Entries shown:
Begin
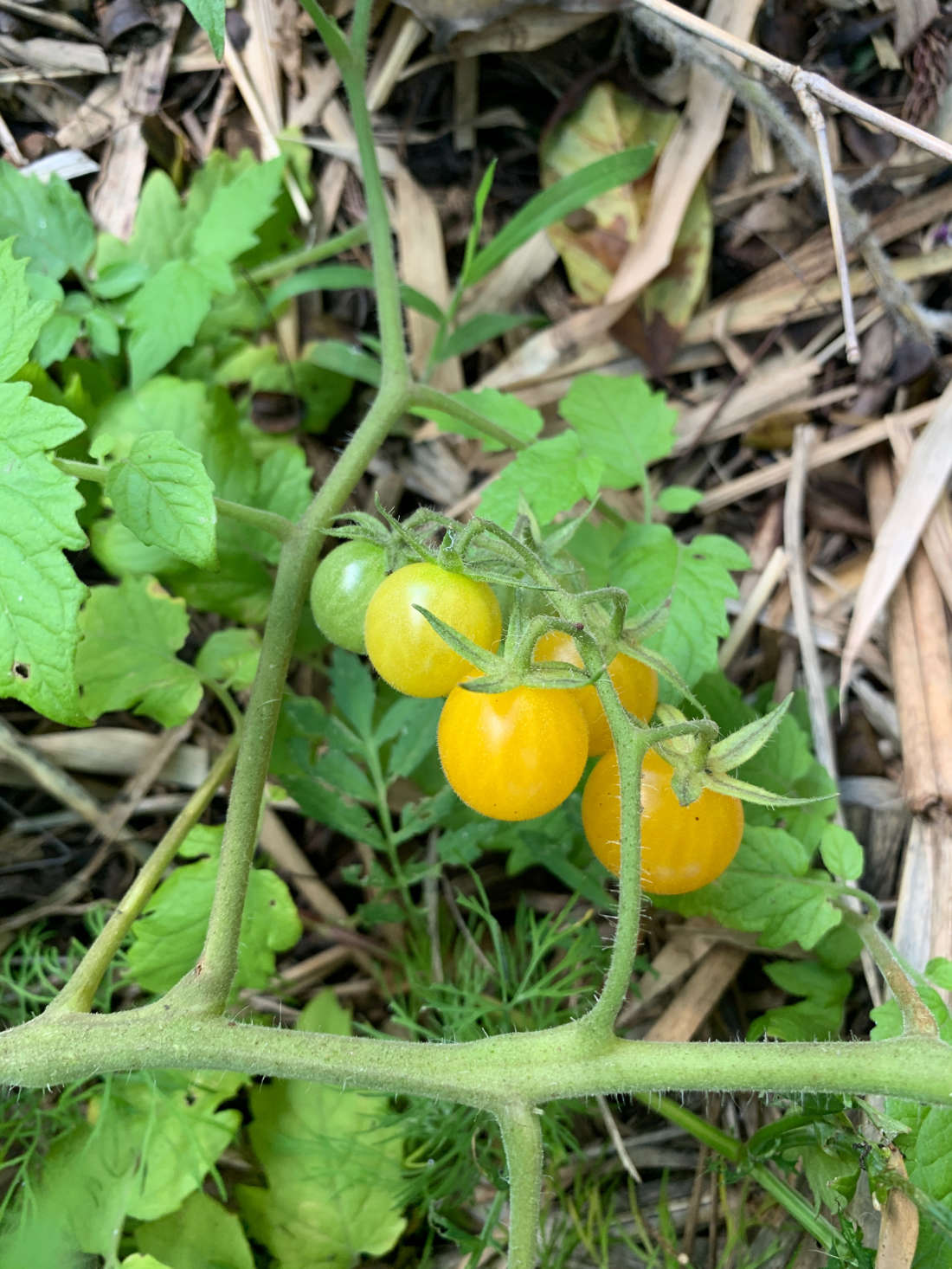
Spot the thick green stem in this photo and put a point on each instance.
(522, 1140)
(530, 1067)
(79, 993)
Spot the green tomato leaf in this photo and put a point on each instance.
(230, 658)
(621, 422)
(125, 658)
(22, 315)
(154, 1138)
(552, 475)
(236, 209)
(769, 888)
(819, 1015)
(331, 1160)
(40, 593)
(199, 1235)
(48, 221)
(842, 853)
(166, 939)
(653, 565)
(209, 16)
(164, 315)
(163, 494)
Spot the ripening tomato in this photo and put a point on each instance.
(635, 683)
(682, 847)
(402, 646)
(513, 756)
(343, 584)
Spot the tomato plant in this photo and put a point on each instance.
(343, 585)
(635, 683)
(683, 848)
(402, 646)
(513, 756)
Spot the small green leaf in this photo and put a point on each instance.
(552, 204)
(163, 494)
(40, 593)
(842, 853)
(236, 209)
(331, 1160)
(621, 422)
(230, 658)
(164, 315)
(48, 221)
(125, 656)
(209, 14)
(551, 475)
(166, 939)
(22, 316)
(199, 1235)
(769, 888)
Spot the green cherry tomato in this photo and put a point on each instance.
(402, 646)
(342, 588)
(513, 756)
(635, 683)
(683, 848)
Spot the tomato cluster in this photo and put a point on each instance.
(518, 754)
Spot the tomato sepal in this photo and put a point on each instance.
(742, 745)
(720, 782)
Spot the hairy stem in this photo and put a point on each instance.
(209, 986)
(522, 1140)
(530, 1067)
(80, 990)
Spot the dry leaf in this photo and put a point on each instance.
(917, 495)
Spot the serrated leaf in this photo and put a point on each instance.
(331, 1160)
(48, 222)
(230, 658)
(353, 691)
(500, 408)
(209, 16)
(236, 209)
(653, 565)
(40, 593)
(769, 890)
(552, 475)
(125, 656)
(622, 422)
(166, 939)
(819, 1015)
(842, 853)
(164, 315)
(199, 1235)
(152, 1140)
(163, 494)
(22, 315)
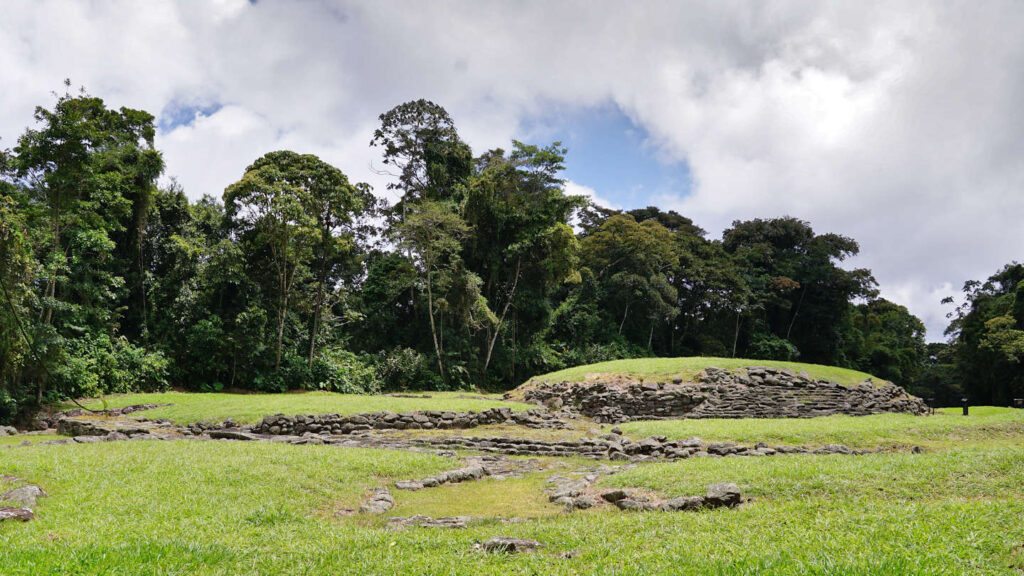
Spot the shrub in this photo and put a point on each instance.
(404, 369)
(770, 346)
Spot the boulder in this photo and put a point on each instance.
(722, 494)
(378, 503)
(25, 496)
(7, 512)
(510, 545)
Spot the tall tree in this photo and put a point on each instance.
(524, 248)
(267, 210)
(432, 233)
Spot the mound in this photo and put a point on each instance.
(751, 391)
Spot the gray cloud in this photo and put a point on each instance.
(895, 123)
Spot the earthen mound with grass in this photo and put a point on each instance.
(708, 387)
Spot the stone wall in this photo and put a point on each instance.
(751, 393)
(428, 419)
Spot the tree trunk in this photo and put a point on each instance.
(796, 312)
(433, 328)
(498, 329)
(51, 289)
(316, 315)
(735, 336)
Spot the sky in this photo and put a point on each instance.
(896, 123)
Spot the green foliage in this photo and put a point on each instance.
(770, 346)
(346, 372)
(406, 369)
(987, 337)
(473, 279)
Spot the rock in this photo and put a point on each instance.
(722, 494)
(721, 448)
(25, 496)
(511, 545)
(615, 495)
(691, 443)
(581, 503)
(88, 439)
(427, 522)
(231, 435)
(683, 503)
(380, 502)
(634, 504)
(834, 449)
(7, 512)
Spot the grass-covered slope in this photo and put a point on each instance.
(665, 369)
(190, 407)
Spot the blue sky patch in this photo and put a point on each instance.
(181, 114)
(608, 153)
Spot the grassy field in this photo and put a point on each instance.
(247, 508)
(206, 508)
(190, 407)
(664, 369)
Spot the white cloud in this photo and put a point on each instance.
(895, 123)
(573, 189)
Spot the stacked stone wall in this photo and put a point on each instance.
(752, 393)
(427, 419)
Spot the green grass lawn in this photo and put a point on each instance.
(192, 407)
(947, 428)
(664, 369)
(240, 508)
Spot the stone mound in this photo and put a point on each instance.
(749, 393)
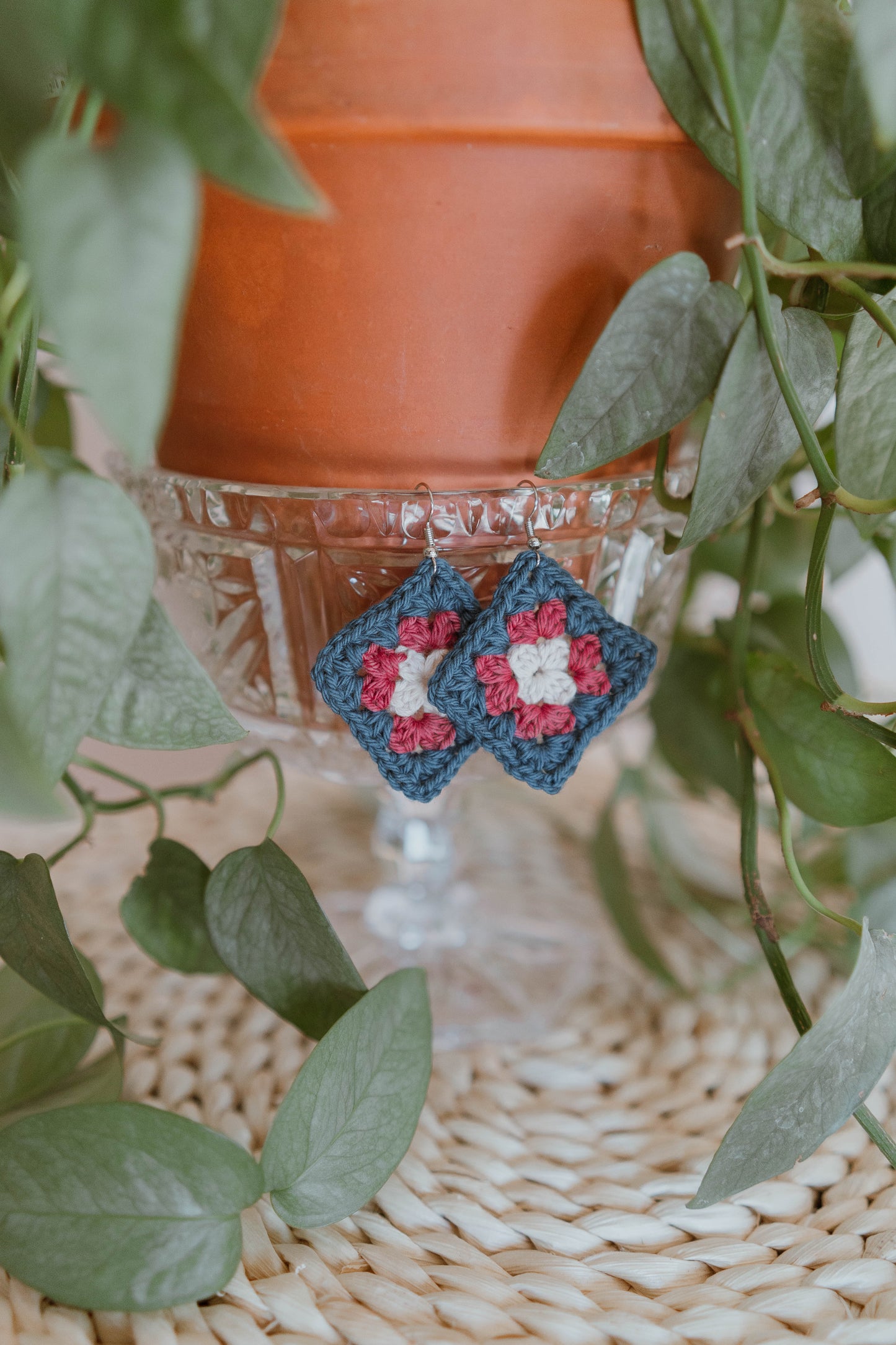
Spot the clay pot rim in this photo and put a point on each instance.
(371, 493)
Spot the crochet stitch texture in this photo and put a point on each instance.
(540, 673)
(375, 674)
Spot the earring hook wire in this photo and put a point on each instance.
(532, 541)
(429, 550)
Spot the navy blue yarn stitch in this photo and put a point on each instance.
(418, 775)
(456, 690)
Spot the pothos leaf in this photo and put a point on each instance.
(748, 34)
(163, 697)
(151, 66)
(864, 427)
(53, 422)
(164, 909)
(234, 35)
(39, 1042)
(351, 1114)
(867, 163)
(26, 790)
(876, 51)
(656, 359)
(828, 769)
(76, 574)
(267, 926)
(99, 1082)
(122, 1207)
(109, 235)
(35, 943)
(752, 434)
(879, 217)
(801, 179)
(692, 731)
(782, 628)
(818, 1086)
(613, 884)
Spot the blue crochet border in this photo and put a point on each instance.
(456, 690)
(418, 775)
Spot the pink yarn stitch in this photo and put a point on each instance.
(586, 665)
(430, 731)
(428, 634)
(502, 692)
(534, 722)
(548, 622)
(381, 670)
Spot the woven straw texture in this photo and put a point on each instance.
(544, 1195)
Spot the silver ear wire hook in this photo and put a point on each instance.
(532, 541)
(429, 550)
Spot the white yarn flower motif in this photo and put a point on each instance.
(540, 671)
(410, 694)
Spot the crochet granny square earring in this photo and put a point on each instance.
(375, 674)
(542, 670)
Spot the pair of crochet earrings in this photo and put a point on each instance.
(426, 677)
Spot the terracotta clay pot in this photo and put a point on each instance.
(500, 172)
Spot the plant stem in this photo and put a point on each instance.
(25, 388)
(675, 503)
(752, 732)
(876, 311)
(828, 483)
(149, 795)
(18, 434)
(827, 479)
(89, 815)
(740, 631)
(768, 934)
(761, 915)
(281, 795)
(830, 270)
(822, 673)
(205, 790)
(65, 108)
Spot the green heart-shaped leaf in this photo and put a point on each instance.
(828, 769)
(151, 66)
(752, 434)
(351, 1114)
(39, 1043)
(101, 1080)
(747, 33)
(35, 943)
(817, 1087)
(164, 909)
(163, 697)
(794, 128)
(122, 1207)
(688, 712)
(76, 574)
(268, 927)
(864, 427)
(656, 359)
(109, 235)
(876, 53)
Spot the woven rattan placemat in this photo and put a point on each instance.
(544, 1195)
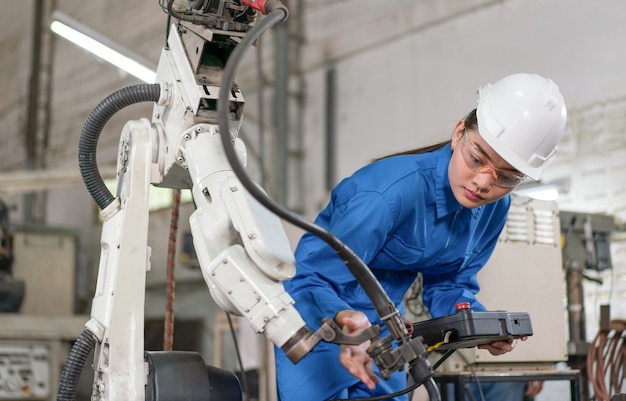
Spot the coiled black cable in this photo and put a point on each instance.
(91, 133)
(74, 365)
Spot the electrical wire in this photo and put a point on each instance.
(606, 360)
(475, 376)
(244, 380)
(170, 286)
(381, 302)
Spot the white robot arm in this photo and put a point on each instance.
(242, 248)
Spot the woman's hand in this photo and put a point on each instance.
(500, 347)
(354, 357)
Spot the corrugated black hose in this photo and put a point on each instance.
(74, 365)
(91, 133)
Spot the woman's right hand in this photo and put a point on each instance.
(354, 357)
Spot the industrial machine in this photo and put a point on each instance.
(192, 142)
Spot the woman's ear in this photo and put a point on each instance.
(457, 134)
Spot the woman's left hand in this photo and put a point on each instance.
(500, 347)
(354, 357)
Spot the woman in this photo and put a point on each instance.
(436, 211)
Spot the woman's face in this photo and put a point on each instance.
(473, 187)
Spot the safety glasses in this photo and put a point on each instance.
(478, 162)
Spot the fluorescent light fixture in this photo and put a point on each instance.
(547, 192)
(102, 47)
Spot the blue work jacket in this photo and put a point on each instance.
(400, 217)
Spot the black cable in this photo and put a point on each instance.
(383, 305)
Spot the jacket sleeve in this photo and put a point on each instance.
(443, 291)
(361, 222)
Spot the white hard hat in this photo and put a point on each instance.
(522, 117)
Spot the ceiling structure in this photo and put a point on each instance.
(50, 85)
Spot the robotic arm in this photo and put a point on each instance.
(243, 251)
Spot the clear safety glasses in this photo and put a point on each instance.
(477, 161)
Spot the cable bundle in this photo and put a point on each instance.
(606, 359)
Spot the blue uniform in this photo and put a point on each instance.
(400, 216)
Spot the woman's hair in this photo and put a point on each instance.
(471, 122)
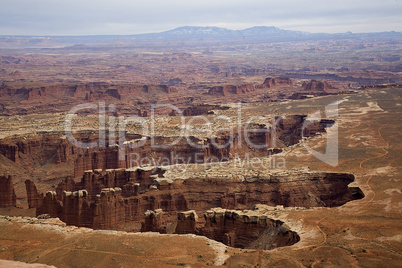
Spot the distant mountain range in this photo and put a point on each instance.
(216, 32)
(186, 36)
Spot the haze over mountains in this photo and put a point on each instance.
(205, 35)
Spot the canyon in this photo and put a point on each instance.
(201, 152)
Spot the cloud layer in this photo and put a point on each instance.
(73, 17)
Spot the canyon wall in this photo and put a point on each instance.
(7, 193)
(240, 229)
(120, 199)
(245, 88)
(37, 151)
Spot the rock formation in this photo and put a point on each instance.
(240, 229)
(315, 85)
(34, 198)
(7, 194)
(39, 150)
(241, 89)
(119, 199)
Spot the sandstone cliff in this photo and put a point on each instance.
(105, 200)
(7, 194)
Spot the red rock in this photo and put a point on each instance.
(34, 198)
(7, 193)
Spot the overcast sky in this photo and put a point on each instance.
(94, 17)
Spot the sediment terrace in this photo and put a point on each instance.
(35, 154)
(143, 199)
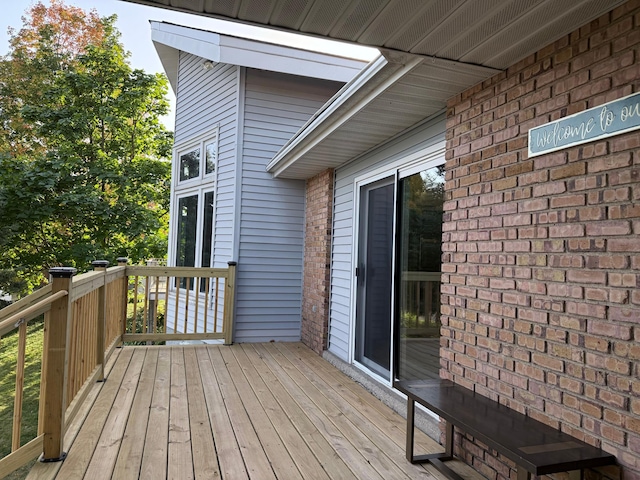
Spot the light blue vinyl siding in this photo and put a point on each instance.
(206, 99)
(270, 262)
(414, 141)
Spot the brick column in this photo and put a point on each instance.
(317, 258)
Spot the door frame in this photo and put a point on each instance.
(411, 164)
(388, 179)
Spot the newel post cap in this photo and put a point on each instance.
(62, 272)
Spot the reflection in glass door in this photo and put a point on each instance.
(374, 277)
(421, 198)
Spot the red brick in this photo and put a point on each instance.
(587, 276)
(564, 231)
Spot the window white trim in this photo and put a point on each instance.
(199, 144)
(199, 186)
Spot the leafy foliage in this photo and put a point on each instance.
(84, 170)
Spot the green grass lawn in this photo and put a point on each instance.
(8, 355)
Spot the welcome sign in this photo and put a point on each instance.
(613, 118)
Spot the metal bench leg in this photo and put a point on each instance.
(448, 439)
(575, 475)
(410, 425)
(523, 473)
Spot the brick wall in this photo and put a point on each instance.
(541, 256)
(317, 255)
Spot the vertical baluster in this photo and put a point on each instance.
(19, 392)
(175, 319)
(197, 301)
(207, 283)
(101, 266)
(215, 308)
(186, 304)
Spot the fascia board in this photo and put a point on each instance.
(169, 57)
(196, 42)
(255, 54)
(377, 78)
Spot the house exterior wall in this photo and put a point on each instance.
(206, 99)
(317, 256)
(272, 211)
(428, 137)
(541, 256)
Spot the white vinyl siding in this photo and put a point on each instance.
(206, 99)
(270, 260)
(429, 135)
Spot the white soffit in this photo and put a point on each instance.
(391, 95)
(493, 33)
(169, 39)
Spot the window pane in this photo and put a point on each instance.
(211, 153)
(190, 164)
(207, 233)
(186, 237)
(419, 261)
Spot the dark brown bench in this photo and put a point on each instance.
(535, 448)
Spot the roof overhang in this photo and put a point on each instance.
(493, 33)
(393, 94)
(169, 39)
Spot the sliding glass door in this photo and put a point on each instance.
(419, 252)
(374, 277)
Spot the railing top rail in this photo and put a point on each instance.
(29, 313)
(85, 278)
(141, 270)
(422, 276)
(25, 302)
(115, 272)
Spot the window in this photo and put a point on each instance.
(196, 161)
(193, 205)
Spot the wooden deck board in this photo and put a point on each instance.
(156, 440)
(272, 411)
(301, 454)
(180, 458)
(130, 455)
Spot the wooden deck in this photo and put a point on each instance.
(259, 411)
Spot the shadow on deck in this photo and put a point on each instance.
(247, 411)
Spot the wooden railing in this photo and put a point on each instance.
(180, 303)
(86, 317)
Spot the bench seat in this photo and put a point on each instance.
(535, 448)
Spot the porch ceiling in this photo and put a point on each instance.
(433, 49)
(493, 33)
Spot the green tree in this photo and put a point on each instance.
(90, 177)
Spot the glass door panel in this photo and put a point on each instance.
(419, 262)
(374, 276)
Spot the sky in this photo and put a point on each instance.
(133, 24)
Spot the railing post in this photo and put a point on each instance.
(57, 357)
(101, 266)
(229, 303)
(122, 262)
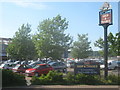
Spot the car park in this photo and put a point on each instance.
(38, 70)
(19, 68)
(59, 66)
(7, 66)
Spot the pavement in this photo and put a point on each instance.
(65, 87)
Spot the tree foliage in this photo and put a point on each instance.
(113, 44)
(22, 47)
(81, 48)
(51, 41)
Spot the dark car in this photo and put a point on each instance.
(38, 70)
(59, 66)
(20, 68)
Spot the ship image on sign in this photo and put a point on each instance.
(87, 67)
(105, 17)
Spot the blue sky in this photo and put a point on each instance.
(82, 16)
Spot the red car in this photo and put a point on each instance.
(38, 70)
(20, 68)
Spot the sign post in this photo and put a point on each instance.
(87, 67)
(105, 19)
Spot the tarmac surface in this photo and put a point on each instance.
(65, 87)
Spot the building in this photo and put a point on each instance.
(3, 45)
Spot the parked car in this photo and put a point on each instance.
(7, 66)
(19, 68)
(38, 70)
(59, 66)
(114, 64)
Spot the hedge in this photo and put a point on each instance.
(57, 78)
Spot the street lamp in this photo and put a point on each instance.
(105, 19)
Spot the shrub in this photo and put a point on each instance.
(52, 77)
(10, 78)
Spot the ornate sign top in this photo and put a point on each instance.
(106, 6)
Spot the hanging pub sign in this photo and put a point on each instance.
(105, 17)
(87, 67)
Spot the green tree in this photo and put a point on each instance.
(51, 41)
(113, 44)
(22, 47)
(81, 48)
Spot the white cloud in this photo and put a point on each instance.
(36, 5)
(28, 3)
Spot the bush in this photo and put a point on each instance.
(10, 78)
(52, 77)
(88, 79)
(114, 79)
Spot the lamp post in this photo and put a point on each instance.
(105, 19)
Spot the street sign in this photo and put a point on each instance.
(105, 17)
(87, 67)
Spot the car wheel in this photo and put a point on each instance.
(36, 74)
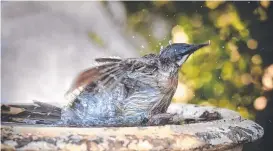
End
Stated goal:
Find each line above containing the word "rock" and copy it out, treating uppercase and lowercase letters as different.

Task result:
Spot the rock in this photo and put a point on each instance.
Spot the rock formation in this photo and put a point on each instance.
Spot the red rock in this photo and put a point on each instance.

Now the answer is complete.